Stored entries
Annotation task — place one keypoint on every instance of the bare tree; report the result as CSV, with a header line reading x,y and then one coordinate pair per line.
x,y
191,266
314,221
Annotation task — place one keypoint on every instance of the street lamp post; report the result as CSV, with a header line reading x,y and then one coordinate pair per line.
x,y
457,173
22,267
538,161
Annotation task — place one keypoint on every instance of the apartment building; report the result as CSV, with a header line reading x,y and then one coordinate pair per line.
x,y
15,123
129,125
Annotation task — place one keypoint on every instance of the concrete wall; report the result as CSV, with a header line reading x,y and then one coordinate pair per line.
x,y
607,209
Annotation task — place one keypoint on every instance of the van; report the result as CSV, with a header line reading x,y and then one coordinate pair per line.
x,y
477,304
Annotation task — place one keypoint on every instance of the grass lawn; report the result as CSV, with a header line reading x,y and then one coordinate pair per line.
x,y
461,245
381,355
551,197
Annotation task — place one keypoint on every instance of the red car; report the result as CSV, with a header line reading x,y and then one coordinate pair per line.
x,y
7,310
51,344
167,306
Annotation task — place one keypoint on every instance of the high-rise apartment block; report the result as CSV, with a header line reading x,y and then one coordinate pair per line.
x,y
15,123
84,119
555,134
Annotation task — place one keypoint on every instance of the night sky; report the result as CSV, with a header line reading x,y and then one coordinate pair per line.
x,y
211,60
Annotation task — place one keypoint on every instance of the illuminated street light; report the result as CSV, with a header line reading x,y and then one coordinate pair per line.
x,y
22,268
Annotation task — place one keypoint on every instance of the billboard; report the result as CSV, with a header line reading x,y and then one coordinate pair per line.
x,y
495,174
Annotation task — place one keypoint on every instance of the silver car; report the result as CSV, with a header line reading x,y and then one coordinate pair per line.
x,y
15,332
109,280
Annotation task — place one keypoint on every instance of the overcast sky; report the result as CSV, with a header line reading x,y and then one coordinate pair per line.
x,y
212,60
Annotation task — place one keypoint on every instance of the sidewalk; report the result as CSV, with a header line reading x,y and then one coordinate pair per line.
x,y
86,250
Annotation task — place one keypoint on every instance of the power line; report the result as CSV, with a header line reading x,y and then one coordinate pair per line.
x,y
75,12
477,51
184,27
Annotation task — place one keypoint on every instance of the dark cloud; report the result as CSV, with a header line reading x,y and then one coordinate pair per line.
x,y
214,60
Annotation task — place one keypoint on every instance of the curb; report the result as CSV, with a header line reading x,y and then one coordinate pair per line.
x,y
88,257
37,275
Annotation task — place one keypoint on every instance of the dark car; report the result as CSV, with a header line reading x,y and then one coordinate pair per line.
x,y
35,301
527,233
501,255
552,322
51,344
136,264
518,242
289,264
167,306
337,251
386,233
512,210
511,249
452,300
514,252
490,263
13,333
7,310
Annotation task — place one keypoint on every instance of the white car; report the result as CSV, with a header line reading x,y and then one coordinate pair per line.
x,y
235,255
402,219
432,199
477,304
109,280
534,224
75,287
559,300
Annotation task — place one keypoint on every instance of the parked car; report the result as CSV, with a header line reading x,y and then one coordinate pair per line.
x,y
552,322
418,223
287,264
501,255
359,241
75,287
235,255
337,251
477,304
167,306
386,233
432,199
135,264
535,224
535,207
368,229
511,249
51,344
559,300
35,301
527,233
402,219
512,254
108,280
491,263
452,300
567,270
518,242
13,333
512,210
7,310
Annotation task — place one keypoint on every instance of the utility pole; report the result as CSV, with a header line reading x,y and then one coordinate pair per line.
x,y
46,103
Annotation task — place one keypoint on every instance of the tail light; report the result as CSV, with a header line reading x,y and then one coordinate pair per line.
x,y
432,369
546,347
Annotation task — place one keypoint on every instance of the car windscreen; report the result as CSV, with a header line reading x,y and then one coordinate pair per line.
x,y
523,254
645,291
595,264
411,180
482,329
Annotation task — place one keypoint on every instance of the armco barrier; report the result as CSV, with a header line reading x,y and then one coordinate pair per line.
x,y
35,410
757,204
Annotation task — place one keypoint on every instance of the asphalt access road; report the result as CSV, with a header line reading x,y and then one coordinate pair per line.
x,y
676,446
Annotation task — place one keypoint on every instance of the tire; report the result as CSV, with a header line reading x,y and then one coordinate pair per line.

▶ **Your task**
Return the records above in their entirety, exactly as they appear.

▶ **Task solution**
Annotation task — place one keypoint on every instance of the bare tree; report the result as CSV, with a header line reading x,y and then one coordinate pair per line.
x,y
191,266
314,221
Annotation task — place one keypoint on every instance of the street lamp post; report the result as CSV, with a header line reading x,y and then one coordinate pair per line.
x,y
457,173
22,267
538,161
Annotation task — place one keypoint on every instance of the apartment building; report the result as CSV, with a header line reading x,y and then one coordinate pair per line.
x,y
15,123
129,125
Annotation task — place one keypoint on every instance of the concrete wall; report the result as CSV, with a header line reading x,y and then one coordinate pair per line.
x,y
607,209
Annotation task — place one keypoint on every instance of the van; report the result as CSV, with a header line reading x,y and then one coordinate pair per line.
x,y
477,304
Annotation task — place one keypoint on every instance of the grass lawn; report the result as CSV, with a header line reading x,y and then one coordinate pair per line.
x,y
461,245
381,355
551,197
Annotation task — place one keypoint on every instance of the red car; report the result as CSV, with a header line reading x,y and then one coordinate pair per line.
x,y
7,310
51,344
167,306
Annotation task — place one keypoint on every instance of the high-rise apartment block; report the result as CSV, with a header line reading x,y and then one coordinate pair per line.
x,y
15,123
84,119
555,134
Annotation task — place one keypoint on every instance of the night sky; report the result as CSV, with a header line reading x,y and then one coordinate pair per line.
x,y
211,60
Annotation task — place one keypoint on every instance of the illuminated street light; report the result as CSV, with a header line reading x,y and then one coordinate pair per line.
x,y
22,268
Annotation task — place one keypoint on every instance of the billboard; report the result as CSV, with a header line reading x,y and then one coordinate pair per line.
x,y
495,174
Annotation task — place one keypoint on every instance of the silver car; report the result as CSV, with a header line reading x,y and then one coordinate pair per line.
x,y
15,332
109,280
Annotation task — place one keypoint on every instance of the overcast sky; report the result as CSV, with a header line reading x,y and then one coordinate pair per line.
x,y
212,60
Annotation task — place one keypoint on every instance of the sidewalk; report the result as CSV, with a header line reading x,y and then one coordinate pair per line.
x,y
86,250
Annotation task — place one keypoint on every instance of the power line; report the result as CSV, with a header line reading x,y and then one coordinate pair per line.
x,y
75,12
477,51
184,27
Annotation task — place one keypoint on every instance of the dark cloud; report the result as CSV, with a header line reading x,y and then one coordinate pair per line.
x,y
214,60
Annotation task — place one keypoint on every instance of the curb; report the result as CSV, with a header line reading x,y and then one coordinate pair per line.
x,y
88,257
37,275
Annotation task — place one keypoint on every instance of the dark car; report the result as CSV, with a header line reading x,y and then one coordinate pair per line.
x,y
35,301
527,233
501,255
552,322
51,344
136,264
518,242
289,264
167,306
337,251
386,233
512,210
511,249
452,300
514,252
490,263
13,333
7,310
Annotation task — place one keypoint on every instance of the white car; report the result as CSV, with a header line reading x,y and then one coordinate pair per line.
x,y
235,255
402,219
432,199
477,304
109,280
534,224
75,287
559,300
Annotation task — place one keypoint on every instance of the parked car; report the result as CSV, with a header line reading x,y and then one coordinate pair per line.
x,y
552,322
418,223
287,264
501,255
359,241
75,287
235,255
337,251
477,304
167,306
386,233
432,199
135,264
535,224
535,207
368,229
511,249
51,344
559,300
35,301
527,233
402,219
512,254
108,280
491,263
452,300
567,270
518,242
13,333
512,210
7,310
Annotation task — place one keypoint on every instance of the utility pole; report the result as CSV, with a header line reading x,y and then one coordinate pair per line.
x,y
46,103
Annotation task — place one keypoint on every instance of the tail light; report the result as CSV, with a header line reading x,y and then one coordinate pair per line.
x,y
432,369
546,347
Annotation task — place one keypoint on every instance of the car windscreen; report the result as CSV, with a header line reading x,y and then one coordinate pair per line.
x,y
523,254
645,291
595,264
411,180
482,329
Annotation task — place one keypoint on every instance of the armco barrier; report the result as CSV, with a header line reading x,y and then one coordinate pair per line.
x,y
35,410
757,204
Annotation task — place one keypoint on every instance of the asphalt access road; report the result as CSV, with a header line reading x,y and then one coordinate pair per line.
x,y
676,446
Annotation task — place one keypoint on every instance of the tire; report the result as CSV, with a header line reading x,y and then one coordinate pair per line.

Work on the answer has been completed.